• [Task goal]
Line tally for the word "green": count the lines below that contain it and reply with the number alone.
Records shown Block Start
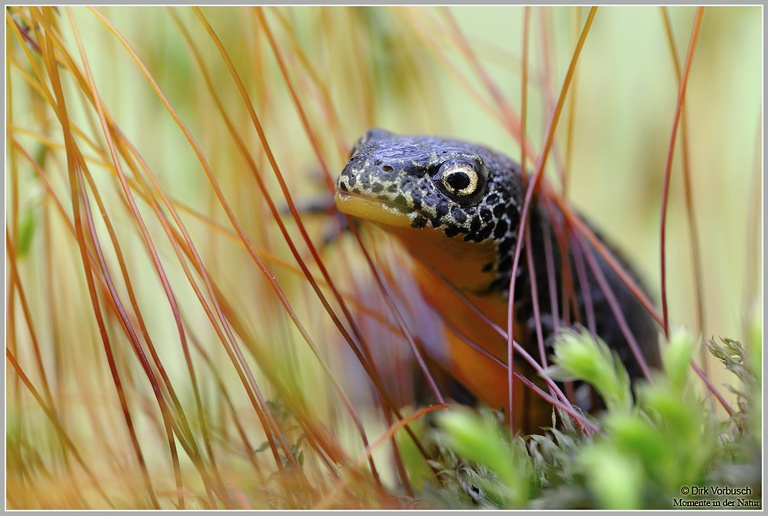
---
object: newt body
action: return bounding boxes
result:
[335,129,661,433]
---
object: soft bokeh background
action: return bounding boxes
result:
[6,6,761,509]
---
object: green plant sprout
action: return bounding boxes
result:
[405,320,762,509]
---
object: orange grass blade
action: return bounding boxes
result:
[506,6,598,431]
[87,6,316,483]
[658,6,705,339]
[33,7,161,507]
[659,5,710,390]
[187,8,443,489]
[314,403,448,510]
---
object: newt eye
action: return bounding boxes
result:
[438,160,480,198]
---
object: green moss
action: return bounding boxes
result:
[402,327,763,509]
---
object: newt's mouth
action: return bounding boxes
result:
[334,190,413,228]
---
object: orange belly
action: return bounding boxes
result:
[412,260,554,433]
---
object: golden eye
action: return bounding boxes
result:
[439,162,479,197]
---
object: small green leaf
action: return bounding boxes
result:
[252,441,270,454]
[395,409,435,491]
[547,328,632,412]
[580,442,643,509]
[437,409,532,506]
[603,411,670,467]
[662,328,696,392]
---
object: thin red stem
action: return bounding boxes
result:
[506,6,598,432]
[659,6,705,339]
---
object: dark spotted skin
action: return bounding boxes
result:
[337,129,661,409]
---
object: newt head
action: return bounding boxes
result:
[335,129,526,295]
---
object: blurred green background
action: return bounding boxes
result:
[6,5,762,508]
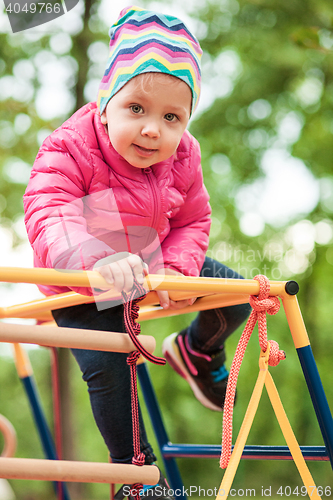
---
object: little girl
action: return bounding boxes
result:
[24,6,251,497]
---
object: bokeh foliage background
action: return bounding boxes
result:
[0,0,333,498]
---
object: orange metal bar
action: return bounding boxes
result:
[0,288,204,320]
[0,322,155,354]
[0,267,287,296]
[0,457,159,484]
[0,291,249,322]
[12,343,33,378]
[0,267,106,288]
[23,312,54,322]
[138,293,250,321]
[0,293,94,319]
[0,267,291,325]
Records shown Block End
Records shown Block Start
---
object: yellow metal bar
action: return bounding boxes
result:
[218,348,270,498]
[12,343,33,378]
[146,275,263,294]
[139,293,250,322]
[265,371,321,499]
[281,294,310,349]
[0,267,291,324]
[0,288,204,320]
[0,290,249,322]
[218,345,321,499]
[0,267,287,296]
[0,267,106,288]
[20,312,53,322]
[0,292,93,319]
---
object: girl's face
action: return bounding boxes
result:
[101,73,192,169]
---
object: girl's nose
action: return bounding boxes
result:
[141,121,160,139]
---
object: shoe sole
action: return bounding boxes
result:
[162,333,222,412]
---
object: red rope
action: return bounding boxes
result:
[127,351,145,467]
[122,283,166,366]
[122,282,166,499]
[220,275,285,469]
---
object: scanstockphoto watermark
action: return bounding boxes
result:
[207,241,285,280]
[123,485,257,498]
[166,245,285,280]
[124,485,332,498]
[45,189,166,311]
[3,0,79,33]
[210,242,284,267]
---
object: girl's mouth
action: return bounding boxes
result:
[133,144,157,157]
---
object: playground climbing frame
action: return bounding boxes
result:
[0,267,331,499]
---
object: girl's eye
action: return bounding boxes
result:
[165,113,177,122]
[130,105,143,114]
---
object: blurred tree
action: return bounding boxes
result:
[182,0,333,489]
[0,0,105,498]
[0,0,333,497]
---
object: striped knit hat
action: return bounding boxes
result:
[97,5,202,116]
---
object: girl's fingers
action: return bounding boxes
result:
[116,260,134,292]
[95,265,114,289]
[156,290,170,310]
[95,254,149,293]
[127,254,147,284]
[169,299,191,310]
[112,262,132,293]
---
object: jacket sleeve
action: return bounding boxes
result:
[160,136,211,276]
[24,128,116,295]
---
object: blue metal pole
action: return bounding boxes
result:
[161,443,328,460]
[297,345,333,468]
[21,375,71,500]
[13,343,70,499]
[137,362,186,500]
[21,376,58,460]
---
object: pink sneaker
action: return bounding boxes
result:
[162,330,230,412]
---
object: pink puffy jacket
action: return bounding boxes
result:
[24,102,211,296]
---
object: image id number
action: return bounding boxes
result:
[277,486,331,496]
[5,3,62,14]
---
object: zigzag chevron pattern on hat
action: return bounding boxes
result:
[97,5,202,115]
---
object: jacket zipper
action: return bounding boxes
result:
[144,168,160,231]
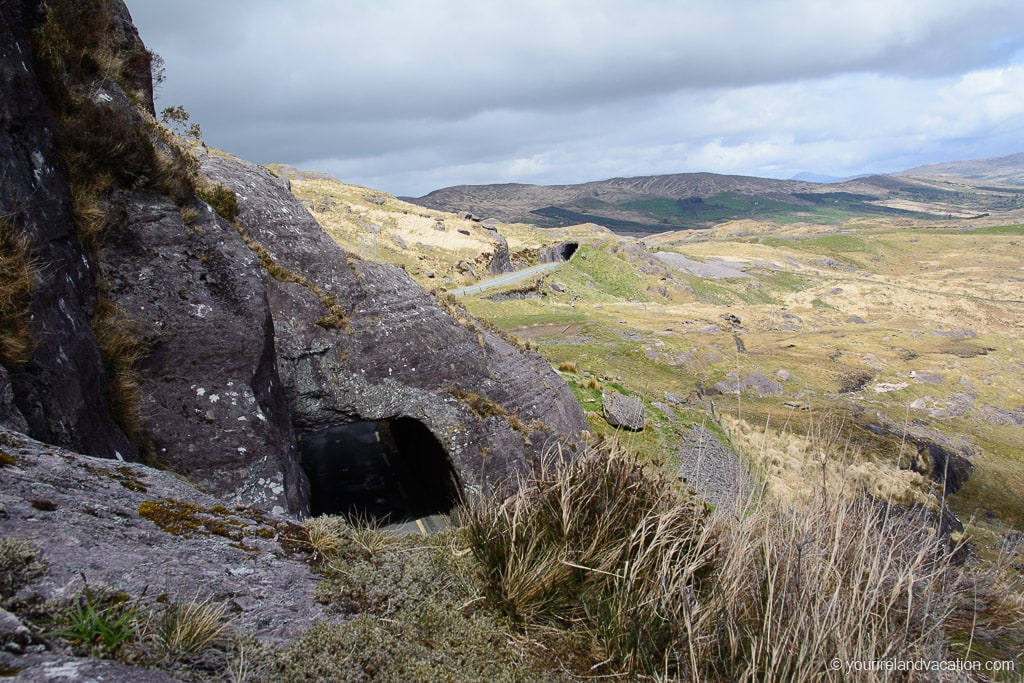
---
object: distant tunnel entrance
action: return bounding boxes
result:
Records shown Block End
Records shown Block Start
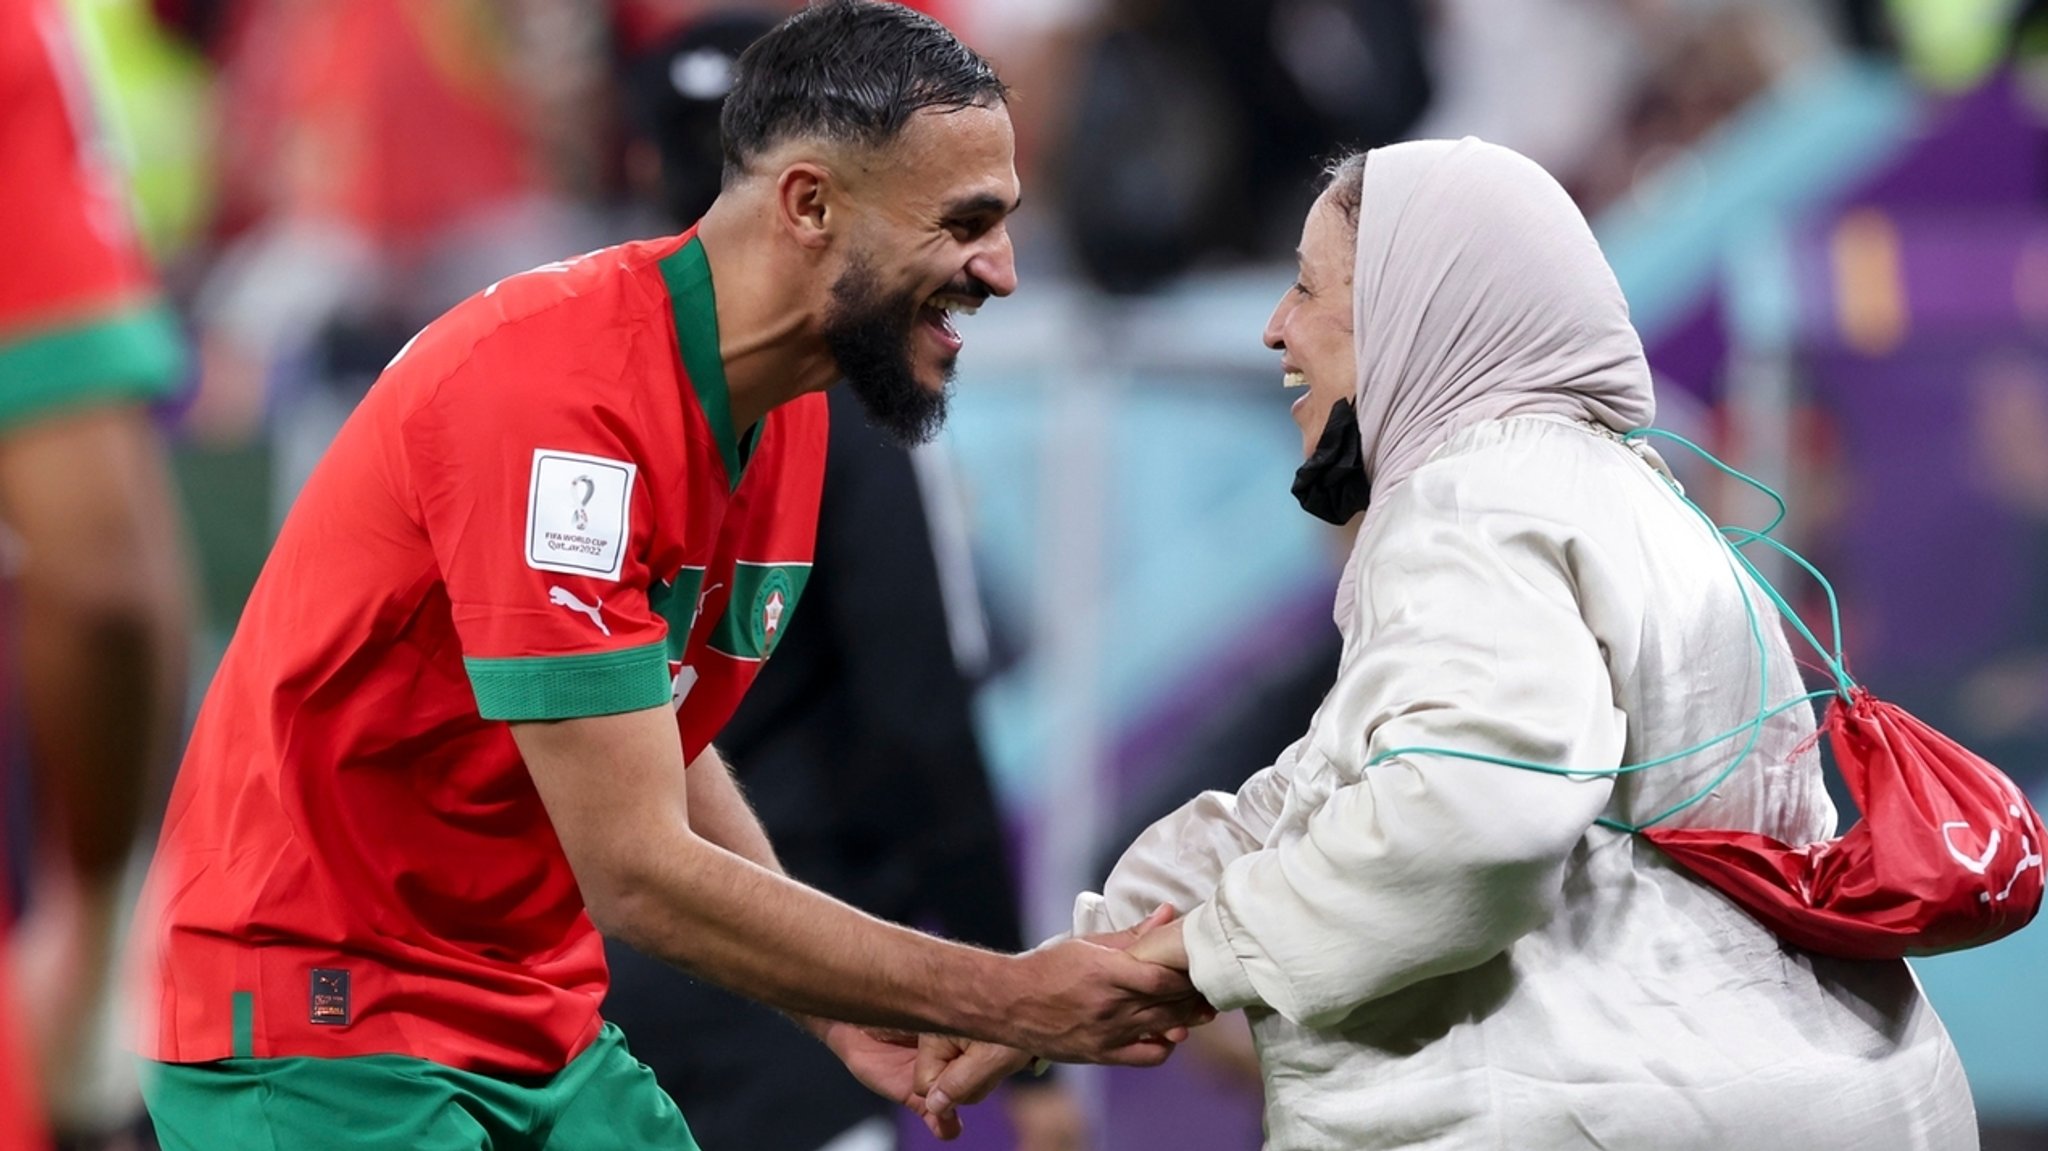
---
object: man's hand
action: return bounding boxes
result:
Records shown Block End
• [Written response]
4